> [Assigned task]:
Exact reproduction required: the lines below from the line with "Query: tower roof" to the line with "like [316, 253].", both ends included, and no others.

> [Provided material]:

************

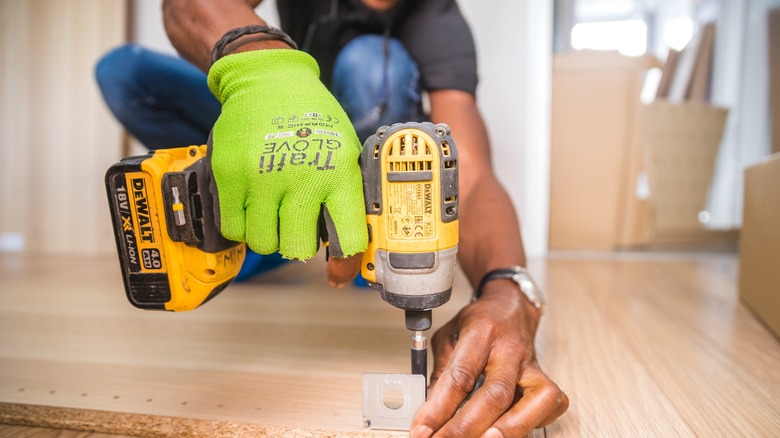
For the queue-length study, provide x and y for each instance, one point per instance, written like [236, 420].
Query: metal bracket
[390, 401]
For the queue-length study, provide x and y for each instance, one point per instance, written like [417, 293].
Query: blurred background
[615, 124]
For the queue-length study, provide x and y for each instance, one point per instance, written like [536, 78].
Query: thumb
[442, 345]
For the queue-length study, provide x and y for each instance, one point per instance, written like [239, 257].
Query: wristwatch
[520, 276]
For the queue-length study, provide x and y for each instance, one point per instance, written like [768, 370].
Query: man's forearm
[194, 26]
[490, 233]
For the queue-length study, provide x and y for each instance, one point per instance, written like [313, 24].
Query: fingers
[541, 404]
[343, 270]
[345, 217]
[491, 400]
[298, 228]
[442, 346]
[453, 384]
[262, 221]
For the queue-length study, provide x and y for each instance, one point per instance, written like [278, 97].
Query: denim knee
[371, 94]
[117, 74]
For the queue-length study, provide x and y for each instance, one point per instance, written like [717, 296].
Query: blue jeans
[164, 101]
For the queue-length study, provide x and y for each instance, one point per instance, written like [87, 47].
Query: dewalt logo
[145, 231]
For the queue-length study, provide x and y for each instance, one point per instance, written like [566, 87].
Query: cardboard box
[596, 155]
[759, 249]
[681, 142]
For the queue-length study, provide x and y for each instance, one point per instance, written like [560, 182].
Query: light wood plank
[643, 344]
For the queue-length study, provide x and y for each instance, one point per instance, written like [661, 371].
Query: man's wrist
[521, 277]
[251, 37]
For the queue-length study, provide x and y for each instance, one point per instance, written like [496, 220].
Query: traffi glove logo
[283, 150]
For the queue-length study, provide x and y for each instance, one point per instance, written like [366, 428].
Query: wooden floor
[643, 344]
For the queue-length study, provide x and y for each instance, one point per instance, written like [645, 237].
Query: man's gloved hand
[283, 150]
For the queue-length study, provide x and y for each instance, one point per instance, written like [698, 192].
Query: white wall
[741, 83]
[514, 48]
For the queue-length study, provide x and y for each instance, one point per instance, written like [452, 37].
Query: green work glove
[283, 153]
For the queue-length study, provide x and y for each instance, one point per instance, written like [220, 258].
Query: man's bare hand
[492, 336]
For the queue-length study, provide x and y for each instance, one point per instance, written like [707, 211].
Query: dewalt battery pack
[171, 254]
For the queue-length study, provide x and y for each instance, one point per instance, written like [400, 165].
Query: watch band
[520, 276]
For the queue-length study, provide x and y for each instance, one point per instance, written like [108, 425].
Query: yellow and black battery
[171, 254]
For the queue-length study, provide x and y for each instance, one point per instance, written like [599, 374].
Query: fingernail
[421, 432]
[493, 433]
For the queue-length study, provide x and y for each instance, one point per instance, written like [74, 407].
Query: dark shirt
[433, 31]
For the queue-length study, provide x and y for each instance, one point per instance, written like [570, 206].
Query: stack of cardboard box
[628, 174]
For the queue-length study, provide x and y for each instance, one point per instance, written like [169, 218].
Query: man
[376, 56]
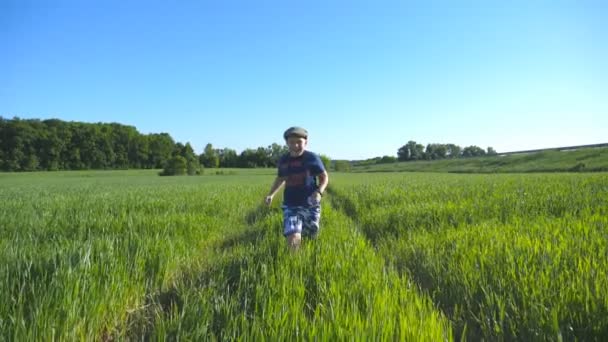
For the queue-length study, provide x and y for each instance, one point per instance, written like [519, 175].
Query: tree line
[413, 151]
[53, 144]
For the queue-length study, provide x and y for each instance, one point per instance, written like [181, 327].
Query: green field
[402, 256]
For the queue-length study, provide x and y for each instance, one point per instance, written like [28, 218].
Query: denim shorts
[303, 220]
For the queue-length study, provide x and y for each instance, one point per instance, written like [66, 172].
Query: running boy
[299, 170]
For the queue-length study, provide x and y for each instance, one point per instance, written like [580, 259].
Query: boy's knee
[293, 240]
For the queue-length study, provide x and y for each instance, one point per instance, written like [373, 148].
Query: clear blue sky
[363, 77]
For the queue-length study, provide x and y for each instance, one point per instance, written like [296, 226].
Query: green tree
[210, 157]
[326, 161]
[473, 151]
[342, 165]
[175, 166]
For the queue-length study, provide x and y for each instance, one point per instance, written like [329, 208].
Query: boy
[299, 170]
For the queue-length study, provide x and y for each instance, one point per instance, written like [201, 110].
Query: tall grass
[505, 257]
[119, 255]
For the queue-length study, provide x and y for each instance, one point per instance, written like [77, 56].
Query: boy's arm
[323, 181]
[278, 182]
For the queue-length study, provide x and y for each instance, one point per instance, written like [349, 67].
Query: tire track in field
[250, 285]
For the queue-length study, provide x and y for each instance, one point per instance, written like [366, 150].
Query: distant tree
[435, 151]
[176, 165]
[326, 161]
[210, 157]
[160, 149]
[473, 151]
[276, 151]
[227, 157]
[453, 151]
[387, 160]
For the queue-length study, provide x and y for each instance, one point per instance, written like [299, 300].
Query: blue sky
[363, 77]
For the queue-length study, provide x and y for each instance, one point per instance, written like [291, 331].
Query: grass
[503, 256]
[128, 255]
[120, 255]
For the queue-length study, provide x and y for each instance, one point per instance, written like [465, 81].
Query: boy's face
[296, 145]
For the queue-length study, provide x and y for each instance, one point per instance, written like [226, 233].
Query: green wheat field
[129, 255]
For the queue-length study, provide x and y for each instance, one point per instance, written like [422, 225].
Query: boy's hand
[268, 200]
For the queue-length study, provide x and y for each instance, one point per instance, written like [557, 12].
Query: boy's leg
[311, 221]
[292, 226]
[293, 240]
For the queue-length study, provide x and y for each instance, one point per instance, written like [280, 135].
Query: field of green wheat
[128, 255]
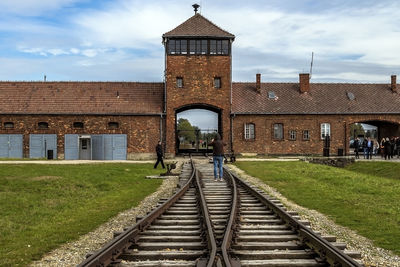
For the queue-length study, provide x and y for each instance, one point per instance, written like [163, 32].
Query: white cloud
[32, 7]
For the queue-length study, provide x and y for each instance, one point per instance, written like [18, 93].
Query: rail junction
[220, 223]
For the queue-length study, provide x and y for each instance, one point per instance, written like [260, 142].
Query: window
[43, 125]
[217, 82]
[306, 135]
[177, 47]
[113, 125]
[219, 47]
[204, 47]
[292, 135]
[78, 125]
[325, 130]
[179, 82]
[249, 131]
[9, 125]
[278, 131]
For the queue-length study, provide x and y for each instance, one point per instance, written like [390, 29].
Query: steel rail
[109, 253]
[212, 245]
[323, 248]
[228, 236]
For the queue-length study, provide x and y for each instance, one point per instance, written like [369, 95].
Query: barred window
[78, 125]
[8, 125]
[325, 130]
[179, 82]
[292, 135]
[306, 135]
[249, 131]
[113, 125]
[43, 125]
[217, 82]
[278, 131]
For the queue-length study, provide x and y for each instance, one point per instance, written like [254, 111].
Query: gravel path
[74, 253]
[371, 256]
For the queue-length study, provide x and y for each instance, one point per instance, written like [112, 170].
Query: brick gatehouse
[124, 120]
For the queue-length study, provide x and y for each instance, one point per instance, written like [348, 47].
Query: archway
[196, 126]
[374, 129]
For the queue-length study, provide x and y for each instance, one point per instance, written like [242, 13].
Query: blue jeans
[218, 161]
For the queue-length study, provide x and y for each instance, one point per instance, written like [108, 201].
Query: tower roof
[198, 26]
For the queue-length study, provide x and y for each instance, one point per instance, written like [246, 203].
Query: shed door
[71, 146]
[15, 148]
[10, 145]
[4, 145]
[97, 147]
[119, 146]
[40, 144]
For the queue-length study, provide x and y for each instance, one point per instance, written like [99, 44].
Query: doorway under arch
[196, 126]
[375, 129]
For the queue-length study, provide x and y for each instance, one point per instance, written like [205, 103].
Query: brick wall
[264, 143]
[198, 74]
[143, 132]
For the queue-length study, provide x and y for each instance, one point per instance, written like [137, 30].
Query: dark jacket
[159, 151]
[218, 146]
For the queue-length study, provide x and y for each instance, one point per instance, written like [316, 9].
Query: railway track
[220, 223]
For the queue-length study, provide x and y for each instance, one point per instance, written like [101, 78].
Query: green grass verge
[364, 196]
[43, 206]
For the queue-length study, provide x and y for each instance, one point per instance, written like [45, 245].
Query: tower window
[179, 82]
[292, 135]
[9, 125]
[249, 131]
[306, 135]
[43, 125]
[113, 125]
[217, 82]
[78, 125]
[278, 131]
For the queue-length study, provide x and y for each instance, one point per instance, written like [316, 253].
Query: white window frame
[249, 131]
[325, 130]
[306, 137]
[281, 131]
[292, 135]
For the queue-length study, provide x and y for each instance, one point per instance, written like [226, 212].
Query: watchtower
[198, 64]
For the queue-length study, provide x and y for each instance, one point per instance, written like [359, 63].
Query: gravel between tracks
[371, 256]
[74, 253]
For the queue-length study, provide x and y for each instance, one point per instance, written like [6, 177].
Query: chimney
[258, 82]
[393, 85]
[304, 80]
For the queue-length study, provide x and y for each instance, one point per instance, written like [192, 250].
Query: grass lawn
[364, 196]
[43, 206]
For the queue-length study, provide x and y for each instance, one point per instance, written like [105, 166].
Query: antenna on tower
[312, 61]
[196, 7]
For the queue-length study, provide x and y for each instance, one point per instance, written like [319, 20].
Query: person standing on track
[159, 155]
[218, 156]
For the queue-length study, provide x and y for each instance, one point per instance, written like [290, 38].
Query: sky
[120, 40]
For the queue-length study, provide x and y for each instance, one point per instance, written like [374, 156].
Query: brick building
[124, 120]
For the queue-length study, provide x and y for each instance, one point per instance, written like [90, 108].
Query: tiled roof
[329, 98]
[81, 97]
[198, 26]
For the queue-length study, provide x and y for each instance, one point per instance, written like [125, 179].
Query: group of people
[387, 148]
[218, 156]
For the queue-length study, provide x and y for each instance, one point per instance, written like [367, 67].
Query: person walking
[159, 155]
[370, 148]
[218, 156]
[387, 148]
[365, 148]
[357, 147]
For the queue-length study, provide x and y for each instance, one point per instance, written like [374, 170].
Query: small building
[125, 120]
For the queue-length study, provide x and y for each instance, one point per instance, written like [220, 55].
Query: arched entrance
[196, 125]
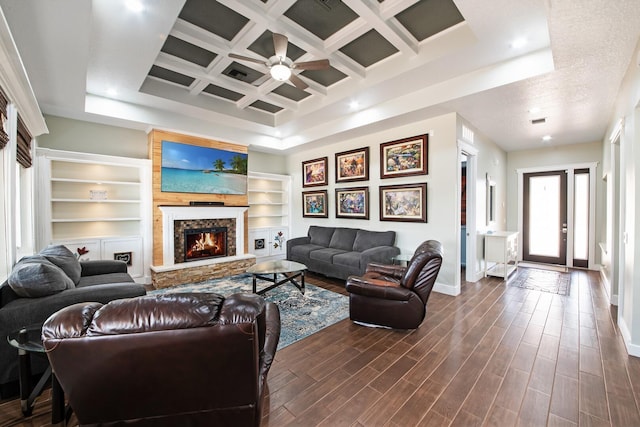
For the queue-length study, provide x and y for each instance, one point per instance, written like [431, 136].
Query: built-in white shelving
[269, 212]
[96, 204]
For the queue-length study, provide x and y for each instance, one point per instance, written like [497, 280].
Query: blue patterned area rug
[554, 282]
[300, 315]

************

> [Solution to the exercise]:
Query: tower roof
[198, 26]
For the queue-length study, provide x and y for each instance, one point per instance, written like [246, 203].
Query: shed door
[71, 146]
[15, 148]
[10, 145]
[4, 145]
[97, 147]
[119, 146]
[40, 144]
For the queue-length study, provide x and y for each instance, one point per instance, written like [99, 44].
Query: doorway under arch
[196, 126]
[375, 129]
For the queue-length study, provide x and y for each instance, one point per instance, written like [205, 103].
Query: brick wall
[264, 143]
[198, 74]
[143, 132]
For the queue-length study, provide x and y for each instance, one point per instance, written like [137, 30].
Query: dark jacket
[159, 151]
[218, 146]
For the queue-length study, provide x and y for each instance, one point per instance, written like [316, 9].
Query: railway track
[220, 223]
For the queue-length study, provide x and y for each instance, one point per instance, written like [101, 78].
Query: green grass verge
[364, 196]
[43, 206]
For the queue-length study, provide x and y for each instance, one point per instance, written like [45, 245].
Query: tower window
[179, 82]
[292, 135]
[9, 125]
[249, 131]
[306, 135]
[43, 125]
[113, 125]
[217, 82]
[78, 125]
[278, 131]
For the queue-length study, provide x and y for each instance, one point per instance, written like [316, 253].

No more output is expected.